▶ **Problem to solve**: Transcribe the listing precisely, entry by entry.

%%

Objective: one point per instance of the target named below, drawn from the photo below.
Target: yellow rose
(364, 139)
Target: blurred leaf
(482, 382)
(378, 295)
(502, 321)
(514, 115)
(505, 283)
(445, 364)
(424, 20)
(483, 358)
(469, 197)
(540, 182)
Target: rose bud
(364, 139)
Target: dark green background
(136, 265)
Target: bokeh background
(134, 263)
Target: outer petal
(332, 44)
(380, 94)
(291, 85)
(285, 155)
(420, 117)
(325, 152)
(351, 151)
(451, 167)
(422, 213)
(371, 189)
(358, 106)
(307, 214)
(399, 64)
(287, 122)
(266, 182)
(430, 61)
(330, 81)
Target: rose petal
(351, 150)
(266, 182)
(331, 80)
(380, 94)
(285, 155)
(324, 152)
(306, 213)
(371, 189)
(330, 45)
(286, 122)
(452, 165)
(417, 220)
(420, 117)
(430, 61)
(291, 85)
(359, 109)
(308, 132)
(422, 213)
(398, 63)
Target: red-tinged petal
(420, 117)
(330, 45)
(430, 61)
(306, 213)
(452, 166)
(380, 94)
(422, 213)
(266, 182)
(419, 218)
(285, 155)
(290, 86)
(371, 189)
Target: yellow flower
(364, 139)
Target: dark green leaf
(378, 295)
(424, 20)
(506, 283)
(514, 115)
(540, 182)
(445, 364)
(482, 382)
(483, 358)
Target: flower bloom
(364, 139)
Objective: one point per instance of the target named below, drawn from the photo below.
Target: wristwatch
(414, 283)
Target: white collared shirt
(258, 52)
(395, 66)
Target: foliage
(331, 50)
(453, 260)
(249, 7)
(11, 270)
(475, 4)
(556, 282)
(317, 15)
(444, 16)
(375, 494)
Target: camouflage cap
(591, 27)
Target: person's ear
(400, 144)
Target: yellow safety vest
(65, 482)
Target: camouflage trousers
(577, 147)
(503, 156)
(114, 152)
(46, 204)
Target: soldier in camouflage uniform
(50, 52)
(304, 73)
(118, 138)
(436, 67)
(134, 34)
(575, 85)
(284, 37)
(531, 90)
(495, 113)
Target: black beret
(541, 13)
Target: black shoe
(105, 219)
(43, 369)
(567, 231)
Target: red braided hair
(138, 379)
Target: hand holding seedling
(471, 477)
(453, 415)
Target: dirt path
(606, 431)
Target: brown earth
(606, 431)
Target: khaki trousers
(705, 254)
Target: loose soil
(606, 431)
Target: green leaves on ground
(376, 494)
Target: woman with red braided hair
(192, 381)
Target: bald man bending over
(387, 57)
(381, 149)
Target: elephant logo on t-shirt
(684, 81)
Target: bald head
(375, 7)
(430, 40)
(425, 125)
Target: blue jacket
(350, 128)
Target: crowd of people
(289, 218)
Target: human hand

%%

▶ **Completed task**:
Objective: one point per instance of the target named below, drawn from the photo below.
Target: yellow rose
(364, 139)
Target: blurred leaf
(482, 382)
(378, 295)
(502, 321)
(514, 115)
(505, 283)
(445, 364)
(424, 20)
(483, 358)
(469, 197)
(540, 182)
Target: rose bud
(364, 139)
Target: dark green background
(136, 265)
Target: bokeh background
(134, 263)
Target: outer petal
(332, 44)
(380, 94)
(291, 85)
(285, 155)
(420, 117)
(325, 152)
(351, 151)
(451, 167)
(422, 213)
(371, 189)
(358, 106)
(307, 214)
(399, 64)
(287, 122)
(266, 182)
(430, 61)
(330, 81)
Target: rose petal
(351, 150)
(266, 182)
(331, 80)
(380, 94)
(285, 155)
(324, 152)
(306, 213)
(371, 189)
(330, 45)
(286, 122)
(452, 165)
(417, 220)
(420, 117)
(430, 61)
(291, 85)
(359, 109)
(308, 132)
(422, 213)
(398, 63)
Target: red-tinged petal
(420, 117)
(330, 45)
(430, 61)
(306, 213)
(452, 166)
(380, 94)
(422, 213)
(266, 182)
(419, 218)
(285, 155)
(290, 86)
(371, 189)
Target: yellow flower
(364, 139)
Target: dark green leaf
(378, 295)
(424, 20)
(506, 283)
(514, 115)
(540, 182)
(445, 364)
(482, 382)
(483, 358)
Target: flower bloom
(364, 139)
Objective: one point per instance of the target named below, drawn from the photo below.
Target: wristwatch
(414, 283)
Target: white collared shirt
(258, 52)
(395, 66)
Target: foliage
(331, 50)
(453, 260)
(249, 7)
(11, 270)
(475, 4)
(556, 282)
(317, 15)
(444, 16)
(375, 494)
Target: camouflage cap
(591, 27)
Target: person's ear
(400, 144)
Target: yellow safety vest
(65, 482)
Target: camouflage trousers
(577, 147)
(503, 156)
(114, 152)
(46, 204)
Target: soldier in camouflage uniform
(50, 52)
(304, 73)
(118, 138)
(436, 67)
(134, 34)
(575, 85)
(284, 37)
(531, 90)
(495, 113)
Target: black beret
(541, 13)
Target: black shoe
(105, 219)
(43, 369)
(567, 231)
Target: red braided hair
(138, 379)
Target: hand holding seedling
(471, 477)
(453, 415)
Target: dirt path
(606, 431)
Target: brown earth
(606, 431)
Target: khaki trousers
(705, 254)
Target: loose soil
(606, 431)
Target: green leaves on ground
(376, 494)
Target: woman with red braided hair
(192, 381)
Target: bald man bending over
(387, 57)
(381, 149)
Target: elephant logo on t-shirt
(684, 81)
Target: bald head
(375, 7)
(430, 40)
(425, 125)
Target: blue jacket
(350, 128)
Target: crowd of people
(289, 218)
Target: human hand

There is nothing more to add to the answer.